ABOUT THIS EXERCISE —
Where does "glue" appear in the data? Return each line that holds it.

====== MATERIALS PROVIDED ======

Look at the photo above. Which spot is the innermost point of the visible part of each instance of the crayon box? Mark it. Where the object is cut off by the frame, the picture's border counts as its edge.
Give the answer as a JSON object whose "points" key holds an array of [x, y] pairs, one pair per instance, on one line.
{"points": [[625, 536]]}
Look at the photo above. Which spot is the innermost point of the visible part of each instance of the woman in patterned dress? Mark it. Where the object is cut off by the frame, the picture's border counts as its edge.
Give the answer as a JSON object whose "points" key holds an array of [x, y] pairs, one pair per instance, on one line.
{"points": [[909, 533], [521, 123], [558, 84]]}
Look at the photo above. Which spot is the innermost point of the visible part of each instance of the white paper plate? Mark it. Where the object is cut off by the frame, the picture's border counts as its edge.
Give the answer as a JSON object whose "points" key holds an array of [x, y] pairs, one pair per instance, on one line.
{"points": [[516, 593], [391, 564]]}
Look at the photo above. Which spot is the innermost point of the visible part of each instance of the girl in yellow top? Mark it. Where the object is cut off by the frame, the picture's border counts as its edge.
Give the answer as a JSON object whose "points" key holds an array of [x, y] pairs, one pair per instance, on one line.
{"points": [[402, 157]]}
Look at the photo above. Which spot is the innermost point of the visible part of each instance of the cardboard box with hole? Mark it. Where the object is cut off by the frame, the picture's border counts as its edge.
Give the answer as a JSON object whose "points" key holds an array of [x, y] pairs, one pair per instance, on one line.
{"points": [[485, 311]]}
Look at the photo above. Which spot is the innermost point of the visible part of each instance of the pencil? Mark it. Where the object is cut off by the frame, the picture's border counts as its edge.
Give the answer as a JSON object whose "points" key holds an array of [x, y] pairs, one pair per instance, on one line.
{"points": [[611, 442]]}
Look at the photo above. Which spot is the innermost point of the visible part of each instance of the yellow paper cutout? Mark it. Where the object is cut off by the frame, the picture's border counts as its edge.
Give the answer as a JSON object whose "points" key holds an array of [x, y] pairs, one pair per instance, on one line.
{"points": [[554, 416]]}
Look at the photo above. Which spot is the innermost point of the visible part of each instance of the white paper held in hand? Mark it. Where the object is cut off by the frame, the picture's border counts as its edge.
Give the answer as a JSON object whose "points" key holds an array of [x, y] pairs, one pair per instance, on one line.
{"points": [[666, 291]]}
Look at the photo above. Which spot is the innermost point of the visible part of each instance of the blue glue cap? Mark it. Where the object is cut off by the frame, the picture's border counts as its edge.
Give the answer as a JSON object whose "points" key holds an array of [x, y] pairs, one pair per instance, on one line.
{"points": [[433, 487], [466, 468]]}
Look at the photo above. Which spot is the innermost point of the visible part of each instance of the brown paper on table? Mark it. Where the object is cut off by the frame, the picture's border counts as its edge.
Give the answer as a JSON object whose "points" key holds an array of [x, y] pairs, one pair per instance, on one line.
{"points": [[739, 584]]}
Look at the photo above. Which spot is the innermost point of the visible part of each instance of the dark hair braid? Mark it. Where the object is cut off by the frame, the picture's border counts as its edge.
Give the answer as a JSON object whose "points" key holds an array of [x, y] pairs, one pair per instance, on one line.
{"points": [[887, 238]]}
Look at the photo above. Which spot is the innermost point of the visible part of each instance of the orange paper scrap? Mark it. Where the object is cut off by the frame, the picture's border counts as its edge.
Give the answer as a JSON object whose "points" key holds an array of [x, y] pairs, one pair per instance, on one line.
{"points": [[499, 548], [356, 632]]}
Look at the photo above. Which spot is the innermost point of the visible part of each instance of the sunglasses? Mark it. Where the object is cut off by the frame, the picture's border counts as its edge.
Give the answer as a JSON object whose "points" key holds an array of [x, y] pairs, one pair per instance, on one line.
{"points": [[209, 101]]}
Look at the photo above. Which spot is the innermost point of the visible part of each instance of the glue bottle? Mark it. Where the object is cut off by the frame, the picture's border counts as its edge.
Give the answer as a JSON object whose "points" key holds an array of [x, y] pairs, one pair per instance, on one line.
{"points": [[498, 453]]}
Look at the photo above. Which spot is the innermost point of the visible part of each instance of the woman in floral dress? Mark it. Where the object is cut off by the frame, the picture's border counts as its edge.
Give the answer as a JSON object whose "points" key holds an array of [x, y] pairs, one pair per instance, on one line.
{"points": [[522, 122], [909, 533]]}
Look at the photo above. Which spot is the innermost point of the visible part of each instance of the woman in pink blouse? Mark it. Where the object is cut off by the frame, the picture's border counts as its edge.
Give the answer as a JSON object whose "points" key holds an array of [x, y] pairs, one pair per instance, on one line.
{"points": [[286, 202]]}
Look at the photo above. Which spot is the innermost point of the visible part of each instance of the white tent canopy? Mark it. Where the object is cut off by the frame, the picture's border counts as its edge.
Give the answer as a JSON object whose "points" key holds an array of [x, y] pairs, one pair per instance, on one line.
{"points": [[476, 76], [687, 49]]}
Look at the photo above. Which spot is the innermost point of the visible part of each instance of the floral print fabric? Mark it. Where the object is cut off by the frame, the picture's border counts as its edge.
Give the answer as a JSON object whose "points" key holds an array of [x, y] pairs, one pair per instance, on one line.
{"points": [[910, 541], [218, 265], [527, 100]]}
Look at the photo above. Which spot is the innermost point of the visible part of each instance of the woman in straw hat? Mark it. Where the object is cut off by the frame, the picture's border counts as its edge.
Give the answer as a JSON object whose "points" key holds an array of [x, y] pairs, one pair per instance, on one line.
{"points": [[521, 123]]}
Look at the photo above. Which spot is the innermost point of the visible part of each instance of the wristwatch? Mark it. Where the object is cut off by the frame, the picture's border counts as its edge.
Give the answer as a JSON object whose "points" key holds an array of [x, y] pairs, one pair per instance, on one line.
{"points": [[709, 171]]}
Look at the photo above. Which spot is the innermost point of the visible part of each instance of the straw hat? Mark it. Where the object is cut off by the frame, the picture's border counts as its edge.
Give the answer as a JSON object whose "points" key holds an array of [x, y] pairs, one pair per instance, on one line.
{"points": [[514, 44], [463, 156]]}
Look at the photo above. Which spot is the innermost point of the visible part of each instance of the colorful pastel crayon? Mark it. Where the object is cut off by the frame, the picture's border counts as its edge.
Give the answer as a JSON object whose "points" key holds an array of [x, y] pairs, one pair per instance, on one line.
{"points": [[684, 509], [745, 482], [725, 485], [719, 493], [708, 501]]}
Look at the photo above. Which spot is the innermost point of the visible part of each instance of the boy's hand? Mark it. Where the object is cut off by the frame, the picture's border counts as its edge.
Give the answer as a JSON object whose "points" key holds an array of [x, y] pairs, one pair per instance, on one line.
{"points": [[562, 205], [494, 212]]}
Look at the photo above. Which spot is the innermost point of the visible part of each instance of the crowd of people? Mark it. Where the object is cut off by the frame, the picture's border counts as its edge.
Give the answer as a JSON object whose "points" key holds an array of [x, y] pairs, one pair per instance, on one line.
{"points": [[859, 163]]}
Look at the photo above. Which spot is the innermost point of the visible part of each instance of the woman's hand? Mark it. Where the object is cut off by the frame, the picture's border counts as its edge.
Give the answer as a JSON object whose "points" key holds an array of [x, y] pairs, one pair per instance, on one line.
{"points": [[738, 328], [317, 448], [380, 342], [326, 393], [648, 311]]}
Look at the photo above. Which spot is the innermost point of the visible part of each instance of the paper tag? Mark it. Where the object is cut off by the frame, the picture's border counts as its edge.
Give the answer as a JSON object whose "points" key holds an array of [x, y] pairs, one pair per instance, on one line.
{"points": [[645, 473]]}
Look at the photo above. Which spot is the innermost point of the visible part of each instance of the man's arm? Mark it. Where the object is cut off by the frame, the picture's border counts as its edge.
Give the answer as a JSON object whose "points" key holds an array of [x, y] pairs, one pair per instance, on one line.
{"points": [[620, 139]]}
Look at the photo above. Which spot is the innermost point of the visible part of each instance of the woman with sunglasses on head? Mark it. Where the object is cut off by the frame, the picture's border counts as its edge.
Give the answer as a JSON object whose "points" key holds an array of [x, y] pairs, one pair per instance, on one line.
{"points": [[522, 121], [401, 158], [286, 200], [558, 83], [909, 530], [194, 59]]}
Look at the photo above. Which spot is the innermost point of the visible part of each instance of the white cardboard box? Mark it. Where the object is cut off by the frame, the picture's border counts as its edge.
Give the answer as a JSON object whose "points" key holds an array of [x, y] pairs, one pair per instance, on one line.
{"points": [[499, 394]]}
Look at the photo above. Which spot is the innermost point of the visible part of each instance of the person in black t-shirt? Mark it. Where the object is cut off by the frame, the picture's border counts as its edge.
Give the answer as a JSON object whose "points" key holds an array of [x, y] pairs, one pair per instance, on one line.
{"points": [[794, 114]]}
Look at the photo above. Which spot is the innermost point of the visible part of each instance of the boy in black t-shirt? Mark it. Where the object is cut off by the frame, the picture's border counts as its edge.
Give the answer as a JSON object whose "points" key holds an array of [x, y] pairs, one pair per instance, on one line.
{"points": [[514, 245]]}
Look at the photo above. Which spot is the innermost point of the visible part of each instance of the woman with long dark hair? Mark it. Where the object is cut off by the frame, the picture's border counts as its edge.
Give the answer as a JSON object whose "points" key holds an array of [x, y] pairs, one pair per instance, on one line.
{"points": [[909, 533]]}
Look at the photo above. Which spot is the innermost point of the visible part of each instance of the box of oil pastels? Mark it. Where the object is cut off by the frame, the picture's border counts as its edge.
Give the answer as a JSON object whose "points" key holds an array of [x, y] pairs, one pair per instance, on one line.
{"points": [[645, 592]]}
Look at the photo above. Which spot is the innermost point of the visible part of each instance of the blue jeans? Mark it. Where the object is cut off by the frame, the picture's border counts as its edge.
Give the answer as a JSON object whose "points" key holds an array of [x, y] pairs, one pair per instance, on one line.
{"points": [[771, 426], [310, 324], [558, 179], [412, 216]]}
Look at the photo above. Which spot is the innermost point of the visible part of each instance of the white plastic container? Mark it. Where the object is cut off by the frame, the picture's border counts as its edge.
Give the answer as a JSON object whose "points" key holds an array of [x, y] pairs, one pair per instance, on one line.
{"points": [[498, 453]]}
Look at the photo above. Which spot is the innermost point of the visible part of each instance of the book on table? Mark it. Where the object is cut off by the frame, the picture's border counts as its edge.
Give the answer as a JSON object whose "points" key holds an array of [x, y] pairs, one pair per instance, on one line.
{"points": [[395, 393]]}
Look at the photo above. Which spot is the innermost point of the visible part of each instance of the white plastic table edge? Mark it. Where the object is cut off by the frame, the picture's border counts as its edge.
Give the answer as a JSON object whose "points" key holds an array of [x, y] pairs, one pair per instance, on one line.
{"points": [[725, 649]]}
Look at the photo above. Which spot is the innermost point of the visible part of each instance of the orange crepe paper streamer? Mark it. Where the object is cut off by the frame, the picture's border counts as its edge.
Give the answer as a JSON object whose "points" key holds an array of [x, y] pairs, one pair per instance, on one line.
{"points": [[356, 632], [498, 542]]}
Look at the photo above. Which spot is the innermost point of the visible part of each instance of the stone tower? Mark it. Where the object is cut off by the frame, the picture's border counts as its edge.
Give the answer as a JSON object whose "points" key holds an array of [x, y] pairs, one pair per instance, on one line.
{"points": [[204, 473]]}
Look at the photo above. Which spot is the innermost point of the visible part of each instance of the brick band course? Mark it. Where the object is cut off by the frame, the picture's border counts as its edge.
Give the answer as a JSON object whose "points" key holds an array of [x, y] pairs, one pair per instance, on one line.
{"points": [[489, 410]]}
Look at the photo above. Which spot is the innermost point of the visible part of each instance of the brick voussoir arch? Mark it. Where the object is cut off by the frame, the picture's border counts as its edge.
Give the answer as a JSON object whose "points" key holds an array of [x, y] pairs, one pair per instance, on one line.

======

RESPONSE AREA —
Look at the photo above. Which spot is the innermost point of the visible part of each instance of the blue glue cap? Mark it. Where the object is cut off by the frame, the picture's border counts as its edge.
Look at the photo above. Which spot is the innermost point of the visible part of each instance of the glue bottle? Mark it. Where the object is cut off by the frame, the picture's border counts as its edge.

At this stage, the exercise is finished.